The 31-year-old, from King’s Heath, is spending three months deployed at the Camp Bastion base in Helmand province.
She will treat UK and coalition troops as well as Afghan police and enemy forces. But she says she does not care about the status or role of her patients, only that they get better.
She said: “I prefer not to know who patients are and what they do. It helps me treat everyone just the same and do my job professionally nursing them back to health.
“I love what I do.”
Sandra, who is a Corporal, originally joined the Territorial Army to become a field medic but transferred to the full-time section of the forces to become part of the Queen Alexandra’s Royal Army Nursing Corps.
She has now served for four and a half years, three of which were spent doing a nursing degree.
Before joining the Army Cpl Jordan, who is based at Frimley Park Hospital, in Camberley, Surrey, spent nine years as a veterinary nurse.
After going as far as she could with that career, she decided the Army was the new challenge she was seeking.
It was a move encouraged by her father who served for 27 years in the Army Physical Training Corps.
She added: “I reached the top of the ladder as a vet nurse, so I decided to do something different.
“Army nursing appealed to me.
“I joined the Queen Alexandra’s because when I was in the Territorial Army I met many people in the Nursing Corps.
“It seemed an interesting and varied career, so I decided to join.
“I’ve had a very good time so far.”
This is Cpl Jordan’s first trip to Afghanistan, where she will serve with doctors and nurses from 202 (Midlands) Field Hospital (Volunteers), a Territorial Army unit of the Army Medical Services.
Many medical staff working in Afghanistan know each other as they work in the same NHS hospitals in the UK.
Cpl Jordan’s day-to-day duties as a ward nurse at the camp will include the feeding, washing, dressing change and general care of patients, ward administration, maintaining medical stock levels, taking of bloods and movement of patients around the hospital.
She is looking forward the challenge.
“Putting our training into practice, with all the different patients you meet on operations, is very rewarding,” she said.
“The standards in Afghanistan are second to none, they are comparable to the NHS in the UK.”

What you need to do >> According to the text about the Army nurse, which groups of patients will she treat at Camp Bastion? The records below are separate material and are unrelated to the text about the Army nurse.

Dataset content >>
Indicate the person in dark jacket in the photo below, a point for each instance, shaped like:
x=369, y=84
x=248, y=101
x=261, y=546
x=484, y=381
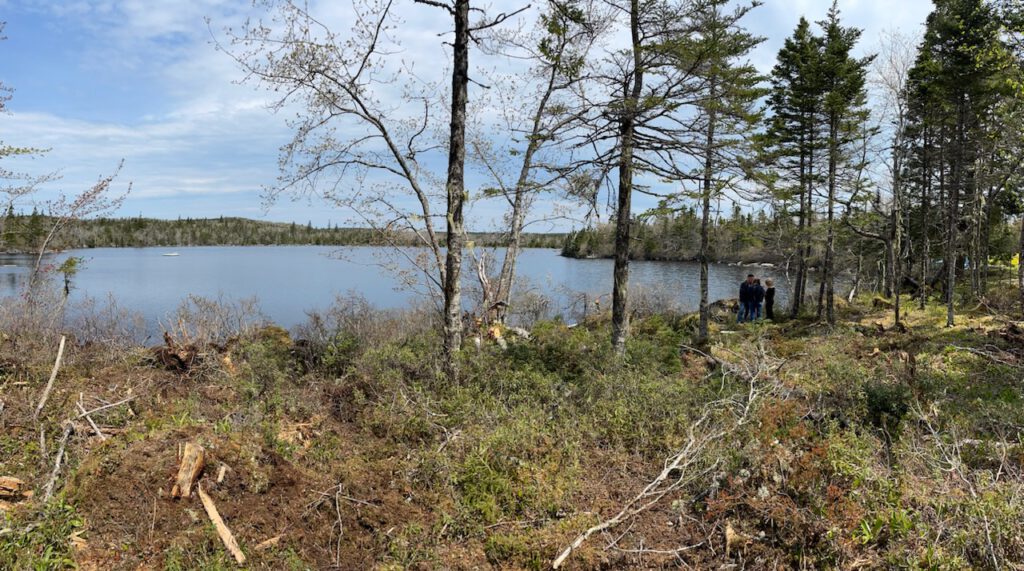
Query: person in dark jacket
x=745, y=300
x=759, y=298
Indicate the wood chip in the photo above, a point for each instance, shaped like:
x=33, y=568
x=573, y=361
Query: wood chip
x=192, y=466
x=11, y=487
x=222, y=530
x=268, y=543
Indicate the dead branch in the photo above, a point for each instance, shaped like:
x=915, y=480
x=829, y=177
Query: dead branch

Response to the exercise >> UK troops, coalition troops, Afghan police and enemy forces.